- Supplied passage:
---+---

Why Carlo Acutis Is Important Today: ‘He Is a Millennial, a Young Man Who Brings Holiness Into the Third Millennium’
Father Will Conquer, a young missionary who recently wrote a book about the Italian teenager, discusses the reasons why he is such a source of fascination for people worldwide.
ROME — Over the past few weeks, his name has been on everyone’s lips, and the images of his open tomb in Assisi have flooded the internet. The world has seen the body of a young boy with Nike sneakers and a sweatshirt being displayed for public veneration.
Judging by the outpouring of sentiment, Carlo Acutis, who died of leukemia in 2006 at the age of 15, has seemingly left an indelible mark on the world, thanks to the life of holiness that he lived and the model of virtue that he embodied.

---+---

- Data shown:
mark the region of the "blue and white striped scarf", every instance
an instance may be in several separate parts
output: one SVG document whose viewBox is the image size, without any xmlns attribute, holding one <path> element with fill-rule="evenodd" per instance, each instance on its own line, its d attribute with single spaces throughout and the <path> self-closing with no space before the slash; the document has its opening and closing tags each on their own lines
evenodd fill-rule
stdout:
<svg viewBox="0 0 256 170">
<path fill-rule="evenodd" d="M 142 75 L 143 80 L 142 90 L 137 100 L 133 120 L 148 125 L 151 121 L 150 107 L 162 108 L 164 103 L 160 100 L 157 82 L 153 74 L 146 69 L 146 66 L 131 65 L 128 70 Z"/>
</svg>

---+---

- Exercise requirements:
- A) Answer from the article on Carlo Acutis:
(i) In which town is his tomb?
(ii) What illness caused his death, and how old was he?
(iii) What did Father Will Conquer recently write?
- B) Carry on the article about Carlo Acutis from the point where it stops.
The lines play no part in the work here.

- Answer set:
- A)
(i) Assisi
(ii) Leukemia, at the age of 15
(iii) A book about the Italian teenager

- B)
The Italian teenager — who will be beatified in Assisi during a ceremony presided over Cardinal Agostino Vallini, former vicar general of Rome, this Saturday, Oct. 10 — was a boy of his time. Indeed, in addition to having a vibrant passion for the Eucharist and the Virgin Mary, he was also known for being a soccer fan and, above all, a computer genius.
To better understand the popular and media phenomenon that this atypical figure of holiness is arousing worldwide, the Register interviewed a young French-American missionary to Cambodia, Father Will Conquer of the Paris Foreign Missions, who recently paid tribute to the future “Blessed” teenager through the book Carlo Acutis, Un Geek au Paradis (Carlo Acutis, a Nerd to Heaven).
You’ve been highlighting, on social media, the miraculous dimension of the popular craze for the upcoming beatification of Carlo Acutis. Why is it surprising?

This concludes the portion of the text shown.